### What you are asked to do
Nothing but the lines from the start of the entries below through the line containing "253], [495, 324]]]" should appear in the answer, copied exactly and free of pictures.

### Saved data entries
┌──

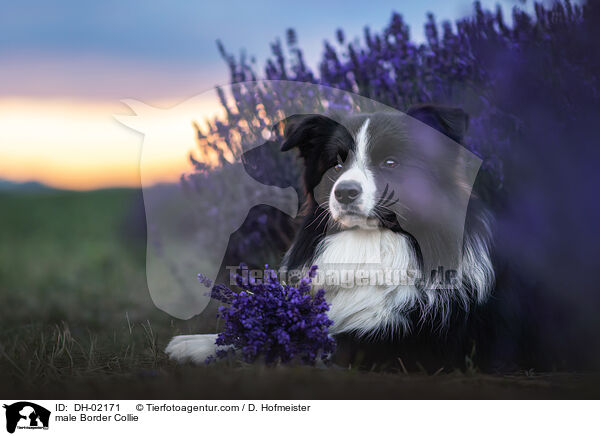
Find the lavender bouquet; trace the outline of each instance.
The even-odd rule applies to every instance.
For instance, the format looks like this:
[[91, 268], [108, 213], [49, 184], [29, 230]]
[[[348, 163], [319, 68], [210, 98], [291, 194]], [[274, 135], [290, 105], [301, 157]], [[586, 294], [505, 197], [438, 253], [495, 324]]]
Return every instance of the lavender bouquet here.
[[310, 292], [316, 270], [313, 266], [297, 287], [281, 283], [268, 265], [261, 281], [236, 275], [240, 291], [215, 285], [211, 297], [227, 305], [218, 309], [225, 325], [216, 340], [220, 348], [208, 361], [233, 351], [248, 363], [259, 357], [267, 364], [298, 359], [314, 365], [319, 357], [327, 362], [335, 350], [329, 336], [333, 321], [327, 317], [325, 291]]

└──

### Your solution
Find the lavender bouquet; trace the outline of each instance.
The even-odd rule applies to every instance.
For instance, the format looks like this:
[[91, 268], [108, 213], [49, 184], [29, 230]]
[[[348, 163], [319, 68], [210, 98], [291, 194]], [[274, 135], [290, 105], [301, 157]], [[586, 294], [505, 197], [438, 253], [495, 324]]]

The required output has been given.